# [Tugas yang Dikerjakan]
**A.** Tentukan apakah setiap pernyataan berikut sesuai dengan esai tentang Topeng Labuapi. Jawab ya atau tidak, lalu kutip kata-kata penentunya dari esai tersebut.
(i) Buku Topeng Labuapi dirilis oleh Penerbit Rua Aksara pada bulan Oktober 2022.
(ii) Penulis esai berasal dari desa yang sama dengan Lamuh.
(iii) Penulis esai menganggap wawasannya tentang ke-Sasak-an melebihi wawasan Lamuh.
**B.** Jawablah pertanyaan berikut berdasarkan esai tentang Topeng Labuapi.
(i) Dengan nama apa Lalu Muhammad Syamsul Arifin juga dikenal?
(ii) Dari daerah mana Lamuh berasal sebagai penyair?
(iii) Apa yang disarankan penulis esai kepada pembaca?
**C.** Berdasarkan esai tentang Topeng Labuapi, jelaskan dalam satu sampai tiga kalimat mengapa penulis esai mengenal baik pribadi Lamuh.

# [Teks Bacaan]
########################################

Soal Genealogi, Konkretisasi, dan Komposisi Narasi dari Topeng Labuapi - Ilham Rabbani

@kontributor 7/30/2023

Soal Genealogi, Konkretisasi, dan Komposisi Narasi dari Topeng Labuapi 

Ilham Rabbani


 

Bulan Oktober 2022, Penerbit Rua Aksara merilis buku sepilihan puisi berjudul Topeng Labuapi (2022) karya Lalu Muhammad Syamsul Arifin a.k.a. Lamuh Syamsuar. Sedekat yang saya pahami, Lamuh adalah salah seorang penyair asal Lombok Tengah yang cukup konsisten mengolah isu-isu Sasak dan Lombok sebagai fondasi pembicaraan dalam karya-karyanya, khususnya puisi. Di samping sebagai pembaca setia karyanya, saya juga mengenal baik personalnya—kami kerap berbincang, berasal dari daerah yang sama, hanya terpisah desa dan kecamatan saja.

Saya amat menyadari, Lamuh kian jauh mengungguli saya dalam urusan wawasan ke-Sasak-an atau ke-Lombok-an, mencakup konteks kekinian serta kesejarahan, dan dalam tulisan ini, alih-alih selaku pembedah yang tangkas, pembacaan saya justru barangkali lebih dapat ditangkap sebagai pemantik ke kedalaman konten yang dimuat tubuh-tubuh puisi dalam Topeng Labuapi. Saya menyarankan Anda untuk membaca buku tersebut secara utuh.

########################################

# [Daftar yang Diberikan]
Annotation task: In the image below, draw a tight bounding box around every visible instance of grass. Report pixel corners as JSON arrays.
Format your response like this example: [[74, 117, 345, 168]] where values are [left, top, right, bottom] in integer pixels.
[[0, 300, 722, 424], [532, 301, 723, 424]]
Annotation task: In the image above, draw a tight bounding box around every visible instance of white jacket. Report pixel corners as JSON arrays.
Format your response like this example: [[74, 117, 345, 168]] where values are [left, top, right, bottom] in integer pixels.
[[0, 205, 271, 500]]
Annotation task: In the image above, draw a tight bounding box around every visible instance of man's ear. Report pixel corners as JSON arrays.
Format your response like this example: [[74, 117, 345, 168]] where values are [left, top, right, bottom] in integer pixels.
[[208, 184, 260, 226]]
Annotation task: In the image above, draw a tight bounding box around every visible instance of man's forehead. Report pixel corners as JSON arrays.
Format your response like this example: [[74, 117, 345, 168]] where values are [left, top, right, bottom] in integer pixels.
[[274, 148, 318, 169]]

########################################

# [Kunci Jawaban]
**A.**
(i) Ya: "Bulan Oktober 2022, Penerbit Rua Aksara merilis buku sepilihan puisi berjudul Topeng Labuapi (2022)"
(ii) Tidak: "berasal dari daerah yang sama, hanya terpisah desa dan kecamatan saja"
(iii) Tidak: "Lamuh kian jauh mengungguli saya dalam urusan wawasan ke-Sasak-an atau ke-Lombok-an"

**B.**
(i) Lamuh Syamsuar
(ii) Lombok Tengah
(iii) Membaca buku Topeng Labuapi secara utuh

**C.** Penulis esai mengenal baik pribadi Lamuh karena keduanya kerap berbincang. Selain itu, mereka berasal dari daerah yang sama dan hanya terpisah desa dan kecamatan.